**SELECTED EXCERPT**
# # # #

A Parent's Perspective on Effective Dentistry:
Tips for Family-Centered Care

Many new professionals want a list of what to do and not do when providing services to patients with disabilities and their families. The list varies depending on the individual receiving care, his or her family, and of course, the practice itself. This list is based on the efforts and actions of dentists who have taught my family how we might view good dental care for my teenage daughter. Based on the success of professionals providing my daughter's dental care, here is a starting point for consideration on communication with families:

  1. The most important way to communicate with families is to talk to the patient. The patient can give you important information and you can tell him or her all about the appointment and what you are doing. If it is not evident how to best communicate with the patient, talking with the family about communication is always a good way to start. Starting with the family may be especially appropriate in working with younger children and for children and adolescents who communicate through largely non-verbal means. A dentist who learned just a couple of my daughter's signs greatly increased his ability to work with her. One friend tells me that her adult son with a disability was encouraged by his pediatric dentist to be part of the communication process regarding dental care. For him, it has meant that he is not only a better dental patient; he is also a young adult who accepts personal responsibility for his health and other aspects of his life.
  2. Dentists can highlight with families that the goal is very good health care. Families who have had their expectations shaken do not necessarily know if this is possible, unless they are told.
  3. For a complex patient, good care varies daily and within the scope of what the problem of the day is. Wise dentists understand that dental care is very important to a patient and his or her family when there is not a bigger emergency to tackle! Open communication about the "crisis" of the day or month allows the dentist to provide valued input about the effect of certain options for dental care. I am aware that great professionalism is involved in recognizing that a cancelled appointment is an opportunity to collect important knowledge about a patient's medical status. I feel guilty about a cancellation, but my daughter's dentist office always inquires about what is going on and seems to value the information. This patience means that my daughter's dentist can return her to his quality-oriented focus as soon as possible.

# # # #

[Stored records]
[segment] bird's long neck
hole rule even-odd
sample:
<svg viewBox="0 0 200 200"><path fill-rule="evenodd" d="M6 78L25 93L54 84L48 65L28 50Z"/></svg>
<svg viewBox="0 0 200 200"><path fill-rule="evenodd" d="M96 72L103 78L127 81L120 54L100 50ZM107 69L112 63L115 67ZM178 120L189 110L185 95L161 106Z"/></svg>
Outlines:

# # # #

**EXERCISE INSTRUCTIONS**
1/ From the dental care tips, copy the text from "3. For a complex" to "soon as possible.".
2/ Sum up the dental care tips in two sentences.

**TASK ANSWERS**
1/
3. For a complex patient, good care varies daily and within the scope of what the problem of the day is. Wise dentists understand that dental care is very important to a patient and his or her family when there is not a bigger emergency to tackle! Open communication about the "crisis" of the day or month allows the dentist to provide valued input about the effect of certain options for dental care. I am aware that great professionalism is involved in recognizing that a cancelled appointment is an opportunity to collect important knowledge about a patient's medical status. I feel guilty about a cancellation, but my daughter's dentist office always inquires about what is going on and seems to value the information. This patience means that my daughter's dentist can return her to his quality-oriented focus as soon as possible.

2/ Drawing on dentists who cared for the writer's teenage daughter, the text offers a starting point for communicating with families of patients with disabilities, above all by talking to the patient and, when it is unclear how best to communicate, starting with the family. It also urges dentists to tell families that very good health care is the goal and to treat a complex patient's daily crises, including cancelled appointments, as chances to learn about the patient's medical status.